━━━ Source document ━━━

Credit: @Vladimir Rybkin
The behavior of the solvated electron e-aq has fundamental implications for electrochemistry, photochemistry, high-energy chemistry, as well as for biology–its nonequilibrium precursor is responsible for radiation damage to DNA–and it has understandably been the topic of experimental and theoretical investigation for more than 50 years.
Though the hydrated electron appears to be simple–it is the smallest possible anion as well as the simplest reducing agent in chemistry–capturing its physics is…hard. They are short lived and generated in small quantities and so impossible to concentrate and isolate. Their structure is therefore impossible to capture with direct experimental observation such as diffraction methods or NMR. Theoretical modelling has turned out to be as challenging.
Density functional theory (DFT) is the electronic structure method most often used to study the solvated electron and water. Standard density functionals suffer from delocalization error though, making it impossible to model radicals accurately. Pure water complicates DFT approximations considerably, though choosing the right functionals can lead to acceptable results compared to high-level electronic structure benchmarks and values that can be observed through experiment. An accurate description of liquid water can be also achieved with many-body quantum chemistry methods, but they are extremely expensive.
Though a recent picosecond-scale molecular dynamics-based breakthrough unprecedented in complexity and requiring computational resources at the limits of what’s possible provided a crucial argument in favor of a cavity structure for e-aq, it did not result in other new insights or in a complete statistical description. Comprehensive characterization of the system’s properties requires far longer timescales, but simulating quantum nuclei at this level of electronic structure theory is currently beyond computational reach.
The modern way of working around this problem involves the use of machine learning. Training an ML force field or potential energy surface (PES) based on ab initio data allows for much longer MD simulations because the cost of evaluating such energies and forces is almost negligible compared to that associated with electronic structure calculations. The problem is that the solvated electron is a non-typical species. It doesn’t have an atomistic formula, which poses a problem because machine learning PES work with atomistic representations.

━━━ Source material ━━━

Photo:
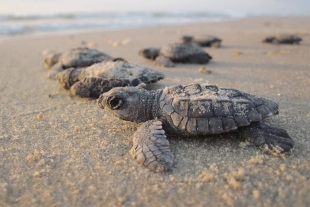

━━━

Resume the text on the solvated electron after its final sentence, which says that machine learning potential energy surfaces work with atomistic representations.

◆ Exercise result
In the paper Simulating the Ghost: Quantum Dynamics of the Solvated Electron, University of Zurich researcher Vladimir Rybkin, doctoral student Jinggang Lan and lecturer Marcella Iannuzzi combined their expertise in electronic structure and solvated electrons with the knowledge of EPFL professor Michele Ceriotti and his former PhD students Venkat Kapil, now a researcher at Cambridge University, and Piero Gasparotto, now a researcher at Empa, in machine learning and quantum dynamics. That, with the contributions of other colleagues, resulted in the application of the ML approach to data acquired from a many-body quantum chemistry method known as second-order Møller-Plesset perturbation theory (MP2), a method that gives an accurate description of water, anyway, without any special treatment of the excess electron.
They were surprised to discover that the model was able to learn the presence of the solvated electron as a factor that distorted the structure of the pure liquid water. The dynamics run with the resulting ML PES was not only able to recover the stable cavity, but could also trace the correct localization dynamics, starting from the delocalized excess electron added to the water. In the end, ML simulated the electron as a sort of “ghost particle” that was not explicitly present in the model.
This allowed the researchers to achieve a time scale of several hundred picoseconds and collect reliable statistics by running a lot of computationally cheap classical trajectories and compute vibrational spectra, structures and diffusion. The ML approach also allowed them to simulate the quantum rather than classical nuclei with path-integral molecular dynamics (PIMD). This technique is at least one order of magnitude computationally more expensive than classical MD and cannot be carried out without ML PES at a high level of electronic structure theory.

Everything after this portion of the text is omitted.